A run of items »
____
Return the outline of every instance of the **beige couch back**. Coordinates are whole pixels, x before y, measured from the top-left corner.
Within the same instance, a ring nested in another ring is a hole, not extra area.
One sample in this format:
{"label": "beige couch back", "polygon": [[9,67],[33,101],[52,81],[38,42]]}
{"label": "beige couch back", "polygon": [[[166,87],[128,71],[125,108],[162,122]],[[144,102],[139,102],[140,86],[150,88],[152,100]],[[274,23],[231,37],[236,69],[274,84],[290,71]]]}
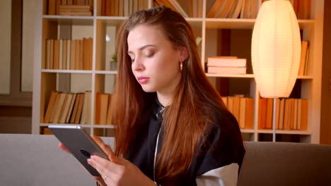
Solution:
{"label": "beige couch back", "polygon": [[[103,138],[112,146],[114,139]],[[51,135],[0,134],[0,185],[95,185]],[[331,185],[331,146],[245,142],[238,185]]]}

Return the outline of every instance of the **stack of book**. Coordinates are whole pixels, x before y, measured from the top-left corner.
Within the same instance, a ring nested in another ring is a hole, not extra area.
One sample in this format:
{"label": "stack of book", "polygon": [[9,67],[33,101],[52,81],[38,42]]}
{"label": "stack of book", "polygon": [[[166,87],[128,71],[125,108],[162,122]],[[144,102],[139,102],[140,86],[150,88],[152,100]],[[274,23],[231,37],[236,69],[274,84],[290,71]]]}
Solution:
{"label": "stack of book", "polygon": [[[96,93],[95,124],[111,124],[110,94]],[[52,91],[44,115],[45,123],[91,124],[91,92]]]}
{"label": "stack of book", "polygon": [[254,126],[254,99],[242,95],[222,97],[222,101],[233,114],[241,129],[252,129]]}
{"label": "stack of book", "polygon": [[47,14],[92,16],[93,0],[48,0]]}
{"label": "stack of book", "polygon": [[[272,129],[273,99],[260,98],[259,104],[259,129]],[[306,99],[277,99],[276,130],[307,130],[308,106]]]}
{"label": "stack of book", "polygon": [[246,74],[246,59],[235,56],[213,56],[207,59],[207,72],[222,75]]}
{"label": "stack of book", "polygon": [[93,38],[46,39],[43,69],[92,70]]}
{"label": "stack of book", "polygon": [[92,16],[92,6],[88,5],[60,5],[59,15],[61,16]]}

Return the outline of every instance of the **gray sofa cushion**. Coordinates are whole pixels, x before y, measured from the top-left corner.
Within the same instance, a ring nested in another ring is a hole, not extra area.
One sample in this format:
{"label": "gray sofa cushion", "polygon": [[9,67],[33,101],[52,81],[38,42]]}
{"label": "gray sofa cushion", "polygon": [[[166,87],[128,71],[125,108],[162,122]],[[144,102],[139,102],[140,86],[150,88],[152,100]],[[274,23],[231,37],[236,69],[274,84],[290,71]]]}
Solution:
{"label": "gray sofa cushion", "polygon": [[245,142],[238,185],[331,185],[331,146]]}
{"label": "gray sofa cushion", "polygon": [[[113,146],[114,139],[103,138]],[[0,185],[95,185],[52,135],[0,134]],[[238,185],[331,185],[331,146],[244,143]]]}
{"label": "gray sofa cushion", "polygon": [[[112,138],[104,138],[112,144]],[[52,135],[0,135],[0,185],[95,185]]]}

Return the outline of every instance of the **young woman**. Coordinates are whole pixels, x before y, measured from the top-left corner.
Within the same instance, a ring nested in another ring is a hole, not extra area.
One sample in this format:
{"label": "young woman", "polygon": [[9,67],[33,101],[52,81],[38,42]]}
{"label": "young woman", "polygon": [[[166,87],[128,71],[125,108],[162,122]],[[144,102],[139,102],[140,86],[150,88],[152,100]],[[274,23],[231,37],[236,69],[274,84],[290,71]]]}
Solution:
{"label": "young woman", "polygon": [[236,185],[238,123],[209,82],[190,25],[165,6],[139,11],[117,37],[115,153],[88,162],[103,185]]}

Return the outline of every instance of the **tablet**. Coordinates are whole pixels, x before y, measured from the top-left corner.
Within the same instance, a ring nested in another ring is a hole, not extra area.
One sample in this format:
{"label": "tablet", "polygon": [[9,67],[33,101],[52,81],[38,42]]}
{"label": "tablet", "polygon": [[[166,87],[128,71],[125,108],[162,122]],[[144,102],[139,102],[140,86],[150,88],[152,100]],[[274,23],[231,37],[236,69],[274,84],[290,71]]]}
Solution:
{"label": "tablet", "polygon": [[82,127],[50,125],[48,128],[92,175],[100,176],[99,173],[87,163],[87,159],[91,155],[97,155],[106,159],[108,158]]}

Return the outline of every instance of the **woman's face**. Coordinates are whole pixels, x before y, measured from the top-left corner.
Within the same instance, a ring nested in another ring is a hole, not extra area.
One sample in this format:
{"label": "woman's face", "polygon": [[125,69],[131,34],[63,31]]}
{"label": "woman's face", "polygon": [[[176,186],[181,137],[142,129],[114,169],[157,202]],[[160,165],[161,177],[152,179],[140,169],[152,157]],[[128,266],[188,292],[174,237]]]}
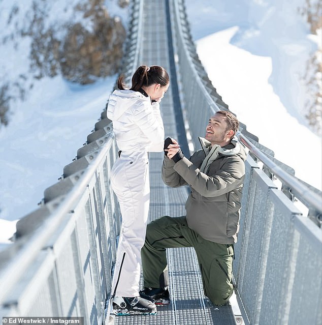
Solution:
____
Task details » Copy out the stretch from the line containing "Return the outline of every instance of the **woman's" through the end of the items, keeping both ends, and leave the pictures out of your copy.

Exercise output »
Return the outline of every instance of the **woman's face**. Coordinates are whole pixels, x before y, measured from the top-left corner.
Within the same instance, a ring nested in another ring is a hole, not extra area.
One sample in this format:
{"label": "woman's face", "polygon": [[125,69],[131,34],[63,31]]}
{"label": "woman's face", "polygon": [[[176,186],[181,137],[142,129],[114,169],[157,202]],[[160,165],[161,177],[152,179],[140,169],[152,157]],[[128,266],[188,292],[174,237]]]}
Solution:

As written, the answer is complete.